Find "the microphone body" in the data, then restate the line it sits in and every later line word for word, ending with the last line.
BEGIN Provided data
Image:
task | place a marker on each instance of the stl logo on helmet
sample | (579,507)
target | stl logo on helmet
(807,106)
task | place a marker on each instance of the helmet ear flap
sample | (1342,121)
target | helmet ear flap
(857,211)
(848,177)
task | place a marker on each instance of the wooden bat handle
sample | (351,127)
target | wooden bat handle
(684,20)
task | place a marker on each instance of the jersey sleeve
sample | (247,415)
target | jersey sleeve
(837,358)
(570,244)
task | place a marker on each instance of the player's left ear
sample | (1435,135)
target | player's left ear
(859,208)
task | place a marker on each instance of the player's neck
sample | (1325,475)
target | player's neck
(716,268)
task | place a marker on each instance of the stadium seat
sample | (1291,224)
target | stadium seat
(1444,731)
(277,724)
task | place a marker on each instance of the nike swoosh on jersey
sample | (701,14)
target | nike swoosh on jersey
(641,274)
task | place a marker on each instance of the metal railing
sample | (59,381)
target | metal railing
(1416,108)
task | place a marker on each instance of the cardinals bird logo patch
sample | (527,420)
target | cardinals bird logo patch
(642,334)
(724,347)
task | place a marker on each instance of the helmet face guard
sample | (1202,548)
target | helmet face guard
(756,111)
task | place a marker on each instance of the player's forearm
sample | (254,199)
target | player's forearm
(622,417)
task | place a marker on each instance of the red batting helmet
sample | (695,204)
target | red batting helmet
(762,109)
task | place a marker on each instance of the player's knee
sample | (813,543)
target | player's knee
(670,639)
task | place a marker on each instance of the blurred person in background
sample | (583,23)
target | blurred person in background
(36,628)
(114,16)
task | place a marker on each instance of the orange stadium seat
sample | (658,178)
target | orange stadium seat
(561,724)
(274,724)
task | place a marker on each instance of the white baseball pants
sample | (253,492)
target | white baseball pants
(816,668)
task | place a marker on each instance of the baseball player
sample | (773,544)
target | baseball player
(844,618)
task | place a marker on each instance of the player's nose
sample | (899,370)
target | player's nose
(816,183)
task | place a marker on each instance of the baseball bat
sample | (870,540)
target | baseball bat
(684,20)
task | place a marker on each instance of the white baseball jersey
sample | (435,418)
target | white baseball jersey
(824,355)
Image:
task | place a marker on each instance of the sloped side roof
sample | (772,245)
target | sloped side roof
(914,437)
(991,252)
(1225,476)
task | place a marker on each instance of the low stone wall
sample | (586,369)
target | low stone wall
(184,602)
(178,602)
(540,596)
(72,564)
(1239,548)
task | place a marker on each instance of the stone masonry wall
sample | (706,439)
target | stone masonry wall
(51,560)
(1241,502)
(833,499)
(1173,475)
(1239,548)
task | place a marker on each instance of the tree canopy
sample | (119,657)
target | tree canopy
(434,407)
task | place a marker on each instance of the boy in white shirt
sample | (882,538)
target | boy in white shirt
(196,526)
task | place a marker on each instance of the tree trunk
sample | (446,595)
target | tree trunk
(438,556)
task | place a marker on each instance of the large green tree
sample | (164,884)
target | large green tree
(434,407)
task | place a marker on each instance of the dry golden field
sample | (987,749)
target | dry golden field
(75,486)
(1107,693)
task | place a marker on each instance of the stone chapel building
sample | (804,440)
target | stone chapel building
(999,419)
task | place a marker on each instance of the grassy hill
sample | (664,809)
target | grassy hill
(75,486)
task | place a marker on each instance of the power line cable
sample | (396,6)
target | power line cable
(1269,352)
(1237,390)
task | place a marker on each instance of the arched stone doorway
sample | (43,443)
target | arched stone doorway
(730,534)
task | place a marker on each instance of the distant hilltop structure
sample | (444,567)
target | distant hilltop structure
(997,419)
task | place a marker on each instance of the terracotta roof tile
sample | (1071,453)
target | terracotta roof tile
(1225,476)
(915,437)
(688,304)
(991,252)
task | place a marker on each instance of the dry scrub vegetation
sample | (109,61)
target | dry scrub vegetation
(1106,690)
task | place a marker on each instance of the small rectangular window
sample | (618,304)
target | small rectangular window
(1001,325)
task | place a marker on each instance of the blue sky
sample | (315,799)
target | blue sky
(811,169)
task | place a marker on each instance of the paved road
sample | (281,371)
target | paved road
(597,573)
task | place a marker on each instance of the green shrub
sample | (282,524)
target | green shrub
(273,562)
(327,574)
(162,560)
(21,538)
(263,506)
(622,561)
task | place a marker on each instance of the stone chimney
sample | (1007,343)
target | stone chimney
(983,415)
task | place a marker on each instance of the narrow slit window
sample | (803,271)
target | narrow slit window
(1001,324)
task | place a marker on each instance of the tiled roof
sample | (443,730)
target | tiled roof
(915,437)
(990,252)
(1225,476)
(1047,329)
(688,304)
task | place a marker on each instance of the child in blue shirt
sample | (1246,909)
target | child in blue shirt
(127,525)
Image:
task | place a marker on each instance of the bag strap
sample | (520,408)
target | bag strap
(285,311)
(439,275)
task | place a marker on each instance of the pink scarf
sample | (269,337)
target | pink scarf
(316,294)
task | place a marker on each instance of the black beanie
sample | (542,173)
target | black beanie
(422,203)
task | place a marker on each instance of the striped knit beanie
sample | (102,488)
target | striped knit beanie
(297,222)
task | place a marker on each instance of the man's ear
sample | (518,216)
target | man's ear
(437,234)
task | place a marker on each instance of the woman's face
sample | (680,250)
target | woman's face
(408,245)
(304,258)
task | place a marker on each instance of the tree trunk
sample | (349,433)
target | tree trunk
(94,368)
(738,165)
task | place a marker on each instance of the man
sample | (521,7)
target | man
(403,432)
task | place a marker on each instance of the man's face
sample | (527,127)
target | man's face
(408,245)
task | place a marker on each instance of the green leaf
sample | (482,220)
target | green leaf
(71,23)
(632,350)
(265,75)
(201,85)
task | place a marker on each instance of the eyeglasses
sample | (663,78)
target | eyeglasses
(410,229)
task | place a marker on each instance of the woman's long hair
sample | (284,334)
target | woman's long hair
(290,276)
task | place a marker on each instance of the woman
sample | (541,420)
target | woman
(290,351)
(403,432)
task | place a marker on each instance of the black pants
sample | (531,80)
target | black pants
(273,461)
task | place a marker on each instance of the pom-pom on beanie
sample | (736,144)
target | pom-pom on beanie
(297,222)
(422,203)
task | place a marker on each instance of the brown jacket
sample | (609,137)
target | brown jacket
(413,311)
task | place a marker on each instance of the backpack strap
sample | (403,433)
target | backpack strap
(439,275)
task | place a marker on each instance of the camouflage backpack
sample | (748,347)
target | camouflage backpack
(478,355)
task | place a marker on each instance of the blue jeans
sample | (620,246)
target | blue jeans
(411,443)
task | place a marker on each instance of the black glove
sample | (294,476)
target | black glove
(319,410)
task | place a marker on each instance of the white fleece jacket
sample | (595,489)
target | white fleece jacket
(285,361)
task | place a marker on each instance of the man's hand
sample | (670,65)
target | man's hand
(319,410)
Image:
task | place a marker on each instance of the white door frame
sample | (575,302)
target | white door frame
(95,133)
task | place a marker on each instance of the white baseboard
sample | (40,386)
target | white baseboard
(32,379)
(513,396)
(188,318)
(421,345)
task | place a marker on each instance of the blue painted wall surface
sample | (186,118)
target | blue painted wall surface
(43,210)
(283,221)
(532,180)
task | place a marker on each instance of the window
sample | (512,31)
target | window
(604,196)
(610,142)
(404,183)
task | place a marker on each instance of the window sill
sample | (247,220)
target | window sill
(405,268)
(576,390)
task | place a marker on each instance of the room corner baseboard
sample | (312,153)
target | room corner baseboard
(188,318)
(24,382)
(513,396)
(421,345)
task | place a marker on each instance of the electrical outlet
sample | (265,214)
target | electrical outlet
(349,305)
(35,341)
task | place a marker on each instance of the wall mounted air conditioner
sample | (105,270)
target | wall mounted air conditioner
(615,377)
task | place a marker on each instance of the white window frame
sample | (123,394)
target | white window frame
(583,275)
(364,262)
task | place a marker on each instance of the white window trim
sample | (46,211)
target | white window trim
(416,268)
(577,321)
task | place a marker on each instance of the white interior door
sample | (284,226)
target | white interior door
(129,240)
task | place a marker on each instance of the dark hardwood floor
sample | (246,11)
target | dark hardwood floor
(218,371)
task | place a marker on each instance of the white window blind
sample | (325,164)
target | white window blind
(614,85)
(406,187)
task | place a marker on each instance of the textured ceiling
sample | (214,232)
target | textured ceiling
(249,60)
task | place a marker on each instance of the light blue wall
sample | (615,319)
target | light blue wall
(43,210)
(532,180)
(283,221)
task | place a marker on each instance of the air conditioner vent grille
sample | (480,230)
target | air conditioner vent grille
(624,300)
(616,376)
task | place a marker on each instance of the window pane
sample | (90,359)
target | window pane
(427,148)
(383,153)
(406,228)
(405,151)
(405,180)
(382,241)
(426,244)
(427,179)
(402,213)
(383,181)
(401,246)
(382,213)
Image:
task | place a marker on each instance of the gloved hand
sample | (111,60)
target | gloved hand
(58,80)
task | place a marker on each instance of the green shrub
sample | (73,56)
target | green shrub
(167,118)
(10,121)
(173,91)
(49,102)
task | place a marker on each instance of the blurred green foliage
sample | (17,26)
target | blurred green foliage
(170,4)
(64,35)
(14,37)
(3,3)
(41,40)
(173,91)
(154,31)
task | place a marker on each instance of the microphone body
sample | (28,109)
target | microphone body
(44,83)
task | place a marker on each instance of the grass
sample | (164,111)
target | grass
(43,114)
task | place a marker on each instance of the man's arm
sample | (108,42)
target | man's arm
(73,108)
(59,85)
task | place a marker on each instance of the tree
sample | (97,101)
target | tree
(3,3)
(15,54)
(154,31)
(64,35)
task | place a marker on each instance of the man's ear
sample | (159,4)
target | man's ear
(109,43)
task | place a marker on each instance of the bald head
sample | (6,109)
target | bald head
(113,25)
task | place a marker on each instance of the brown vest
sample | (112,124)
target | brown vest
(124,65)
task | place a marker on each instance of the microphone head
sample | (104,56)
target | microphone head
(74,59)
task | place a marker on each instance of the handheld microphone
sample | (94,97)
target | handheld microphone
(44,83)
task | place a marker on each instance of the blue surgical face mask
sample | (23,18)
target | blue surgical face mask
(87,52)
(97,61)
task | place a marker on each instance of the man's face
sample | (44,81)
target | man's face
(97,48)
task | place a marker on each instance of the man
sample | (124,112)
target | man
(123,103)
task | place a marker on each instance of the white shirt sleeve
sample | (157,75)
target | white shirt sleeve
END Provided data
**Answer to this exercise**
task | place a marker on each instance of the microphone body
sample | (28,109)
target | microphone body
(44,83)
task | place a marker on each instance of the grass
sample | (164,111)
target | grass
(43,114)
task | place a marker on each instance of the man's arm
sample | (108,42)
target | man's arm
(73,108)
(59,85)
task | place a marker on each instance of the tree
sample | (97,101)
target | tree
(3,3)
(15,54)
(154,31)
(64,35)
task | place a marker on each instance of the man's ear
sample | (159,4)
target | man's ear
(109,43)
task | place a marker on each instance of the bald head
sample | (6,109)
target | bald head
(113,25)
task | place a marker on each instance of the brown vest
sample | (112,124)
target | brown vest
(124,65)
task | place a marker on each instance of the microphone head
sample | (104,56)
target | microphone head
(74,59)
task | place a marker on each instance of the handheld microphone
sample | (94,97)
target | handheld microphone
(44,83)
task | place a marker on each instance of the blue surgical face mask
sample | (23,18)
target | blue surgical face mask
(87,52)
(97,61)
task | place a marker on each instance of the man's face
sample | (44,81)
target | man's face
(97,48)
task | place a marker on each instance of the man
sample | (124,112)
target | man
(123,103)
task | place a marker on each instance of the white shirt sleeve
sample | (157,75)
target | white shirt sleeve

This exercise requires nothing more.